Passarono pochi mesi, a novembre 1981 Montedison tornò alla carica. Il direttore Zappaterra comunicò la fermata degli impianti P2X, P4A e P4B e l’avvio della procedura di cassa integrazione ordinaria (CIG) per 240 dipendenti. Si sparse la voce che Montedison si apprestasse a fermare l’intero petrolchimico, dopo aver esaurito le scorte di materie prime. Gli scioperi ripresero durissimi. La rabbia dei lavoratori sfuggì al controllo delle strutture sindacali. La direzione decise di abbandonare l’elegante palazzina degli uffici per trasferirsi nella foresteria di stabilimento. Tutto il personale fu messo in “ ore improduttive “. Lo scontro era frontale. Furono richiamati alle armi i lavoratori da qualche tempo in CIGS, apparsi fino allora disinteressati rispetto alle ultime drammatiche vicende del petrochimico. Ancora una volta furono attuate in città durissime manifestazioni di protesta. Montedison continuava però a dichiarare: “Indietro non si torna“.

---------------

- [OBIETTIVO]:
Traduci in inglese questa frase del testo della pagina: "La direzione decise di abbandonare l’elegante palazzina degli uffici per trasferirsi nella foresteria di stabilimento."

---------------

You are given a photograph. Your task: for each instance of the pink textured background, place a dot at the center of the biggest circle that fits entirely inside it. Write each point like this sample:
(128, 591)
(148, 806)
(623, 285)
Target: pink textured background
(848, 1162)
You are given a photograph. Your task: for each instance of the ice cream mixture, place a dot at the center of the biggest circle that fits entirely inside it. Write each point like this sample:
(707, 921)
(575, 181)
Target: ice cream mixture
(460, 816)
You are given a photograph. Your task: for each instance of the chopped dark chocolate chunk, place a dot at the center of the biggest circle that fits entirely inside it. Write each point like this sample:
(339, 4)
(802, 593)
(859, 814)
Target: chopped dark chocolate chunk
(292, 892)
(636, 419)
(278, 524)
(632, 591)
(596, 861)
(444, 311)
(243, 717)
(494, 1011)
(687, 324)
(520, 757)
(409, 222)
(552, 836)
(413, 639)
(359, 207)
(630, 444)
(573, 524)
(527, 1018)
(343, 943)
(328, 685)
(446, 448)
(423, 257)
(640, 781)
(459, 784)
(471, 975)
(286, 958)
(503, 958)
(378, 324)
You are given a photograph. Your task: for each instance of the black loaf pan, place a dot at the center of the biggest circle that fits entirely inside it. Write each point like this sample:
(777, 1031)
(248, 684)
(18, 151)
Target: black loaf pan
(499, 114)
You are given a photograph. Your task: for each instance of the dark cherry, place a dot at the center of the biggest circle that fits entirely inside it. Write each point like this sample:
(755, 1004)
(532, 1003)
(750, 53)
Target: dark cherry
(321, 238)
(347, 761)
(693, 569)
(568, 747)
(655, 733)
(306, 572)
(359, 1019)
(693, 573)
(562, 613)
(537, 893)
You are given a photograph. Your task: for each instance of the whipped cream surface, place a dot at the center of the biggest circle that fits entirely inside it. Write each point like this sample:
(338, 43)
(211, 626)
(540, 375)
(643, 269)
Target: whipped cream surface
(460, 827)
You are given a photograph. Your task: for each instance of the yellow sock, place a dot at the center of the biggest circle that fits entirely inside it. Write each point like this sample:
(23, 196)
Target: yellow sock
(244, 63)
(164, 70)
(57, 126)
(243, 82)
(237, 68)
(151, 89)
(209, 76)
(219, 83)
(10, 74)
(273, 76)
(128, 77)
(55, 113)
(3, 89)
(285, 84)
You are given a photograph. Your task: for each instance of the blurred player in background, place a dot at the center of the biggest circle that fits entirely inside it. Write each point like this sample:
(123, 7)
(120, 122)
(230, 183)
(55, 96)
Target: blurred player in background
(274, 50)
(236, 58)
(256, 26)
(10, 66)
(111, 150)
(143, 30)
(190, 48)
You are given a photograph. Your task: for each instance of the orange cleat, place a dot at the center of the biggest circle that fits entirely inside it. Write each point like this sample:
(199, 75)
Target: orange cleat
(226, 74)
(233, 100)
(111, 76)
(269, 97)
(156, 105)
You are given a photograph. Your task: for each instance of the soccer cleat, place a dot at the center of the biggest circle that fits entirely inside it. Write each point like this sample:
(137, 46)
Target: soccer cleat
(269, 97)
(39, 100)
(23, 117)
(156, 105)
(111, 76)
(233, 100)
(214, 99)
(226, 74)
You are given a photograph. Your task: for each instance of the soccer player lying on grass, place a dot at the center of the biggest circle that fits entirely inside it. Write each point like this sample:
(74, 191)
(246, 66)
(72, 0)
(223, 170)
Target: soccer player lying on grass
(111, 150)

---------------

- [RISPOSTA CORRETTA]:
Management decided to leave the elegant office building and move into the plant's guest quarters.